(Stored dataset items)
• • • •

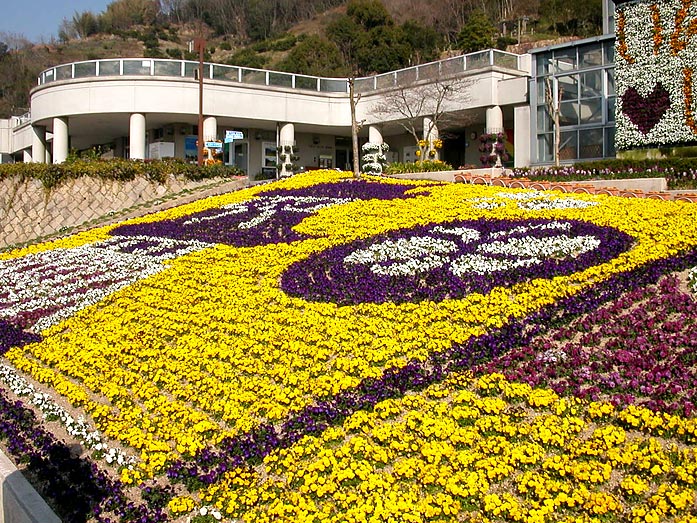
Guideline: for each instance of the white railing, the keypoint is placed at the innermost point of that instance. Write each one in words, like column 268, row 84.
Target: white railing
column 245, row 75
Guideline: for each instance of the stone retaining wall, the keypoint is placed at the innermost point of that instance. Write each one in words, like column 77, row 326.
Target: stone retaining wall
column 28, row 211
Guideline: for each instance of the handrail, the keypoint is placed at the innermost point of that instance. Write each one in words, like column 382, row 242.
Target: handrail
column 247, row 75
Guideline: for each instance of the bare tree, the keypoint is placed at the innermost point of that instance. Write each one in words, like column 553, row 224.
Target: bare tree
column 421, row 109
column 553, row 94
column 355, row 125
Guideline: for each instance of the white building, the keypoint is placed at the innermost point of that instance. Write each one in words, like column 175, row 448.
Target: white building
column 148, row 108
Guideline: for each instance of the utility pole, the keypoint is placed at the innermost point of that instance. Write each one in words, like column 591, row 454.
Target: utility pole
column 200, row 44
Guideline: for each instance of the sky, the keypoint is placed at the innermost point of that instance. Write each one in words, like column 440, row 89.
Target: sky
column 39, row 20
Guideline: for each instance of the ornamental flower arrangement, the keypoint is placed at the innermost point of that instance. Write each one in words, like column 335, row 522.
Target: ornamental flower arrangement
column 374, row 159
column 493, row 149
column 656, row 59
column 323, row 348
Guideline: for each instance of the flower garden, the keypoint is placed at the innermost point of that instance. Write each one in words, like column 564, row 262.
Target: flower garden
column 331, row 349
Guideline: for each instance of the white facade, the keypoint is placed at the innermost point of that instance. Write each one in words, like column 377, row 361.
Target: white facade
column 128, row 104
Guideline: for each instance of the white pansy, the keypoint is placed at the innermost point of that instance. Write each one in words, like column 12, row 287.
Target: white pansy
column 466, row 234
column 556, row 246
column 546, row 204
column 408, row 255
column 482, row 264
column 77, row 428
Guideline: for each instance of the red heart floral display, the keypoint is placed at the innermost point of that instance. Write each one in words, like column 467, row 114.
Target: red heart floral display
column 646, row 111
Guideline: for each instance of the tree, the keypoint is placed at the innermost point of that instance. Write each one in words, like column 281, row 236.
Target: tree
column 477, row 33
column 368, row 13
column 553, row 94
column 422, row 109
column 314, row 56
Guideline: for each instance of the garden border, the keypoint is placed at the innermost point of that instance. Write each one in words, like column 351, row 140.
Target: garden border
column 19, row 501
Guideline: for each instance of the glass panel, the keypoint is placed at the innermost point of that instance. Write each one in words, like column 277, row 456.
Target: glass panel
column 386, row 80
column 306, row 82
column 545, row 151
column 505, row 60
column 590, row 55
column 327, row 85
column 564, row 60
column 224, row 72
column 64, row 72
column 542, row 61
column 592, row 84
column 567, row 146
column 85, row 69
column 253, row 76
column 191, row 70
column 568, row 86
column 109, row 68
column 281, row 79
column 168, row 68
column 592, row 110
column 611, row 109
column 541, row 95
column 590, row 143
column 478, row 60
column 136, row 67
column 610, row 82
column 544, row 121
column 568, row 113
column 609, row 142
column 407, row 76
column 452, row 66
column 609, row 49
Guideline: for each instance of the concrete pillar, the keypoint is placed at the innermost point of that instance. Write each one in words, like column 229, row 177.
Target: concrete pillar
column 210, row 129
column 494, row 119
column 60, row 140
column 521, row 136
column 38, row 144
column 374, row 135
column 136, row 133
column 287, row 142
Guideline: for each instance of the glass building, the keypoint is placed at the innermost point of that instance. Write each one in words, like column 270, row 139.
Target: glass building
column 579, row 77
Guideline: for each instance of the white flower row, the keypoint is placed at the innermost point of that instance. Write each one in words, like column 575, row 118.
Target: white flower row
column 267, row 206
column 413, row 255
column 77, row 428
column 646, row 69
column 498, row 252
column 692, row 279
column 531, row 201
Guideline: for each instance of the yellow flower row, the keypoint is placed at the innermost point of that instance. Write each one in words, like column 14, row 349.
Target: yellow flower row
column 418, row 458
column 211, row 346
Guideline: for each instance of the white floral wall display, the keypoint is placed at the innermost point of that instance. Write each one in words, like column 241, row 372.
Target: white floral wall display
column 656, row 62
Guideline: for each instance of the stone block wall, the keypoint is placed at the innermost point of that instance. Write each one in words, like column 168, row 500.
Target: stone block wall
column 29, row 211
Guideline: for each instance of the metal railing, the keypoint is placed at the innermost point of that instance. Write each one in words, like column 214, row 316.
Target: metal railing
column 245, row 75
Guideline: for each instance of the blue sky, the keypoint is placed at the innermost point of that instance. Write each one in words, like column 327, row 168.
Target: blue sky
column 38, row 20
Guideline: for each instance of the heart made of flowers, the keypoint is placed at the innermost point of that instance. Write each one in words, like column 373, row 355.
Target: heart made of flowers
column 646, row 111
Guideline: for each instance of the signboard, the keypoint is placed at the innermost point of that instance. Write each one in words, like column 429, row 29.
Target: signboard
column 230, row 136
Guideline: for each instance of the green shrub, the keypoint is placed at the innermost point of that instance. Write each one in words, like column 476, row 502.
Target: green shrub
column 155, row 171
column 418, row 167
column 681, row 173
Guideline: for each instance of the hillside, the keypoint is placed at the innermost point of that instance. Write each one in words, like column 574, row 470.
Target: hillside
column 328, row 38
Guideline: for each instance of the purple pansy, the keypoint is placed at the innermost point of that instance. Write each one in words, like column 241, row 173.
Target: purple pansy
column 13, row 336
column 265, row 220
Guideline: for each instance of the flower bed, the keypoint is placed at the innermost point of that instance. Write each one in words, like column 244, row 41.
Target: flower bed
column 303, row 350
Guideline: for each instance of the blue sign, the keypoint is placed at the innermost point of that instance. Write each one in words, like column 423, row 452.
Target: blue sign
column 231, row 136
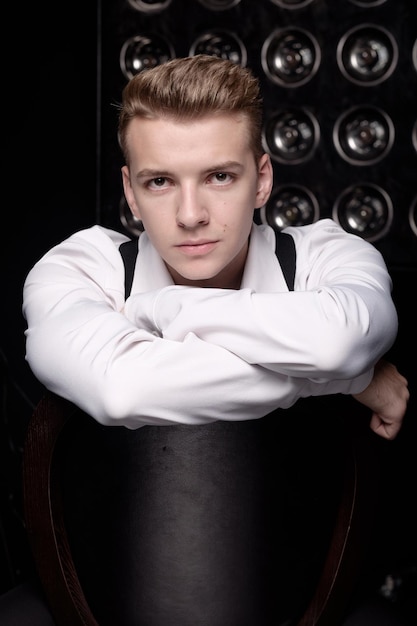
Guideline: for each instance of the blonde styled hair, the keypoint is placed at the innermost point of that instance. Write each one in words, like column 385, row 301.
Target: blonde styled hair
column 189, row 88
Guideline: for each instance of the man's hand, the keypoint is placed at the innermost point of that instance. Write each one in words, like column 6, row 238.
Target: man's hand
column 387, row 396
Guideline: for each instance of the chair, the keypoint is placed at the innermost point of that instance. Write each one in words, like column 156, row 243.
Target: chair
column 67, row 456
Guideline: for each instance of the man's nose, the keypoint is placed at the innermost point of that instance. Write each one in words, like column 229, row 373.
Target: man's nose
column 191, row 209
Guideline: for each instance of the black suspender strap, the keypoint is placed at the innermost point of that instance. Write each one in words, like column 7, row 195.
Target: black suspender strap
column 129, row 252
column 285, row 251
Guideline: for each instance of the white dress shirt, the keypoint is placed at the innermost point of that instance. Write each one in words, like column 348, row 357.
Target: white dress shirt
column 174, row 354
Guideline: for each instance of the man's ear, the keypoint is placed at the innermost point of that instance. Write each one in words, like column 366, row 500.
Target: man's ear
column 265, row 181
column 127, row 188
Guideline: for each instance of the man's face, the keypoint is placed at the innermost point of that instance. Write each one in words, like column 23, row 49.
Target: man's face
column 195, row 185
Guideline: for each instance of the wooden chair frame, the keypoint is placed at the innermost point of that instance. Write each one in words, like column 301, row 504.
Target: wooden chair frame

• • • •

> **Instruction**: Render everything in the rows above from the line containing "Guideline: for each instance of the garden" down to the line containing "column 19, row 501", both included, as a JSON list of strings with one string per line and blank lines omitted.

> **Task answer**:
[
  "Guideline: for each instance of the garden border, the keypoint is placed at the innermost point of that instance. Write each one in words, like column 351, row 140.",
  "Target: garden border",
  "column 19, row 501"
]